▶ Selection

The core of what we have built over the last two years with an amazing technology team is a next generation practice management suite. So the entire end-to-end experience of what your tax clients would go through and how you build, shape, and automate that experience to create a more seamless, more insightful experience for you and your clients is the core of what we’ve done. On top of that, we also have a concierge team because we found that for advisors, there still are a ton of administrative questions, whether it’s technology related, or it’s more administrative that we with a centralized team can create a lot of leverage for tax advisors and how they do that, as well as business development. So we felt there was this bizarre mismatch in the tax space that you have extraordinarily high levels of demand, decreasing supply of good advisors, but many of the good advisors, whether they’re recent breakaways from bigger firms or folks building and maintaining small practices, it’s not like you snap your fingers and all of a sudden all these clients you know need tax services are running at the door. And so we’ve built a marketplace component as well that drives high value tax service seekers into the advisors that are powering their practice off our platform as well. And so we think platform makes sense there that there’s really a core software that’s pretty impressive, but we’re also helping advisors to drive their top line as well.
Okay, so you just said you’re able to connect the taxpayer, the client, the person that needs the advisory, with an advisor. How does that role work? I mean, how do they get to Harness first and then go to an advisor? How’s that work?
I’ve been doing this for a while and have a bunch of really effective digital strategies and built a ton of content expertise in the market and the SEO and all that stuff. But really I think what’s most impactful is a growing number of relationships with incredibly large financial service institutions.
Makes sense.
They’re principally financial advisors and have recognized that for financial advice to justify their fees, and hopefully we’ll get to the tax advisor side because I like that.

▶ Set exercise a
Copy the rows from the line with "target: street lamp arm" to the line with "176 165 L 169", including both of those lines.
The interview and the rows come from separate, unrelated sources.

▶ Exercise material
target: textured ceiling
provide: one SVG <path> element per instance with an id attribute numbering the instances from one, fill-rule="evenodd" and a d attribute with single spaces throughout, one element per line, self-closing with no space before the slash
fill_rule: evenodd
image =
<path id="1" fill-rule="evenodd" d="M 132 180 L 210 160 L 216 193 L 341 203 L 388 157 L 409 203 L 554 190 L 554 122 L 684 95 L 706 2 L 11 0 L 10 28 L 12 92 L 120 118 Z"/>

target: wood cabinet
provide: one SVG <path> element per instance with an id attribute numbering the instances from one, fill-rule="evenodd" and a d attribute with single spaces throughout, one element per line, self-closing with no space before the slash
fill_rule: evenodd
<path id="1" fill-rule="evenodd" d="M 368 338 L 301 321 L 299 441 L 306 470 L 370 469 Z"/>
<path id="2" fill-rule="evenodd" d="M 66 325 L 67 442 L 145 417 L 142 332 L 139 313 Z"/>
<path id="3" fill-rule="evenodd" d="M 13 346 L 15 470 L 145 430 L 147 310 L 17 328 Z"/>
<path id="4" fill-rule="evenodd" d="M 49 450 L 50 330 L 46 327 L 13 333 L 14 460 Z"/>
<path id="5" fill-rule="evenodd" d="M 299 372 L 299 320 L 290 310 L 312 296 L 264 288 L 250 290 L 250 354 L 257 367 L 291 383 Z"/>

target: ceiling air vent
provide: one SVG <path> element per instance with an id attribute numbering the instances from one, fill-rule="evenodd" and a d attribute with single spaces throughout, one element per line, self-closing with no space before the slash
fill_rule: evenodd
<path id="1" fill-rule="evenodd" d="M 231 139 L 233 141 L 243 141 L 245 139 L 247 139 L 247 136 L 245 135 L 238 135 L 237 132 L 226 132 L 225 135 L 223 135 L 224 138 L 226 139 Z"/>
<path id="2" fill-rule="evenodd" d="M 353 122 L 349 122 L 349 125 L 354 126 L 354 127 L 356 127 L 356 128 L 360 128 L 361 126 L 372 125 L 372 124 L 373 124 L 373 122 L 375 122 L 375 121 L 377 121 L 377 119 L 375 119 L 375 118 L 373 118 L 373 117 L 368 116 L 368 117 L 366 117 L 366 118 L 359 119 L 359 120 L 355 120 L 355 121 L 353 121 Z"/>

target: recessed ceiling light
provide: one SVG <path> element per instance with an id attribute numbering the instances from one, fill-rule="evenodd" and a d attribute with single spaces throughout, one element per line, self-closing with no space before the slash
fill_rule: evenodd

--

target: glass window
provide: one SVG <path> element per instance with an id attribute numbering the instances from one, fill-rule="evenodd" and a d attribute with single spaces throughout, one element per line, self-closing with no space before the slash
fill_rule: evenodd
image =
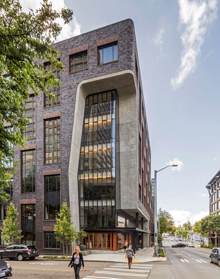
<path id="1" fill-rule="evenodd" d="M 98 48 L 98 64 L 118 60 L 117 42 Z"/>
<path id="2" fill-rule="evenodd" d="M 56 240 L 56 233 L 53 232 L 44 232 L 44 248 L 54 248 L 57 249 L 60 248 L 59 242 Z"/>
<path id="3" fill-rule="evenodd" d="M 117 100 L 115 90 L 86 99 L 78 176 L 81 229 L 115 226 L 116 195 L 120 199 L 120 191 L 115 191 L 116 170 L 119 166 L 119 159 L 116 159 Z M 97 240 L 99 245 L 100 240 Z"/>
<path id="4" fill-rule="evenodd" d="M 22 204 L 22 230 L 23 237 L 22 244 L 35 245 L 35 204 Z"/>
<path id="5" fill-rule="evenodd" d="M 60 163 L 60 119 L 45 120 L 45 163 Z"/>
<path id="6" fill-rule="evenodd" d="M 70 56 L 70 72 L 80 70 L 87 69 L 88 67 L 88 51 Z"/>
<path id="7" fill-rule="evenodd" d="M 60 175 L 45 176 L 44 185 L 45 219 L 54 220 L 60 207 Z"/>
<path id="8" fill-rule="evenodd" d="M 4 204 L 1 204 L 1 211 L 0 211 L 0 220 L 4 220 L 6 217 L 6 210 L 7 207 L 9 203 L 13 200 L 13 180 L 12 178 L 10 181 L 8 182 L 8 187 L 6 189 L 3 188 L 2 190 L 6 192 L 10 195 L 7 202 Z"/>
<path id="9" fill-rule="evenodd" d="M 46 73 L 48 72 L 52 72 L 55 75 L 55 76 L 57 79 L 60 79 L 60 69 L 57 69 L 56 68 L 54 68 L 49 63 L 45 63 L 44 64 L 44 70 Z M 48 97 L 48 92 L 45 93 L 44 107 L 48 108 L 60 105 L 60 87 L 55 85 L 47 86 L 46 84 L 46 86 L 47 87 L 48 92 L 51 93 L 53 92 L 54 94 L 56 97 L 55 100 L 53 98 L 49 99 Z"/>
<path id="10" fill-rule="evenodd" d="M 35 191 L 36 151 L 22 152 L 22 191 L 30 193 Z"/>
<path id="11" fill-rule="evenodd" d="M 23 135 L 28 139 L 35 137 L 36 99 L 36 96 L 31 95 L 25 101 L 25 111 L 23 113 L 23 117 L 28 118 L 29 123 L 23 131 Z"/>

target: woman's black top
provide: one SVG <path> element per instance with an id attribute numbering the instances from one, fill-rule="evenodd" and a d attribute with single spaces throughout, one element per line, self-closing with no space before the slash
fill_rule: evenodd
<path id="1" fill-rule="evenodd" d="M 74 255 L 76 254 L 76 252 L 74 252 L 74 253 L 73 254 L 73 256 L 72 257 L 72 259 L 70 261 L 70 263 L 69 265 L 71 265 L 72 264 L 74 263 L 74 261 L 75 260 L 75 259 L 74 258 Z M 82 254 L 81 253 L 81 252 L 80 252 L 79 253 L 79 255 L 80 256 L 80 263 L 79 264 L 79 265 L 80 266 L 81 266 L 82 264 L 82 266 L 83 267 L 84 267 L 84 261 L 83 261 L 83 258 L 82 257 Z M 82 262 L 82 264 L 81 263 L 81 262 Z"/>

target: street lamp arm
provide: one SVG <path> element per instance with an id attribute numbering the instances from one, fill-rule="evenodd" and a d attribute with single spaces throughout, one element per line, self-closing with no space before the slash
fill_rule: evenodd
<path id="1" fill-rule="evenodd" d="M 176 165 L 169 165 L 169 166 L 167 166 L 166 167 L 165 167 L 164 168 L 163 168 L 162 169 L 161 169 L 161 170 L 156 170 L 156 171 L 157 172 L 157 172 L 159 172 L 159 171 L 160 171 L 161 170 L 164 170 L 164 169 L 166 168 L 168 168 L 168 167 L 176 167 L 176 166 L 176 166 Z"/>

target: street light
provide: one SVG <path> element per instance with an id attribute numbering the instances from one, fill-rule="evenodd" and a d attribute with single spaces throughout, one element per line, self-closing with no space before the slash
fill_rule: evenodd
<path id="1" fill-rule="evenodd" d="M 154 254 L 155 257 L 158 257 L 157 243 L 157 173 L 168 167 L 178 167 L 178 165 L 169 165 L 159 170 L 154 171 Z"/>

▶ Set exercise b
Translate this sentence from the interview into Spanish: "But really I think what’s most impactful is a growing number of relationships with incredibly large financial service institutions."

▶ Correct output a
target: street lamp arm
provide: one SVG <path> element per instance with an id attribute numbering the instances from one, fill-rule="evenodd" and a d attribute with single spaces throughout, one element per line, self-closing with no space before the slash
fill_rule: evenodd
<path id="1" fill-rule="evenodd" d="M 176 165 L 169 165 L 169 166 L 167 166 L 166 167 L 165 167 L 164 168 L 163 168 L 162 169 L 161 169 L 161 170 L 156 170 L 156 171 L 157 172 L 157 172 L 159 172 L 159 171 L 160 171 L 161 170 L 164 170 L 164 169 L 166 168 L 168 168 L 168 167 L 176 167 L 176 166 L 176 166 Z"/>

▶ Correct output b
Pero realmente creo que lo que tiene más impacto es un número creciente de relaciones con instituciones de servicios financieros increíblemente grandes.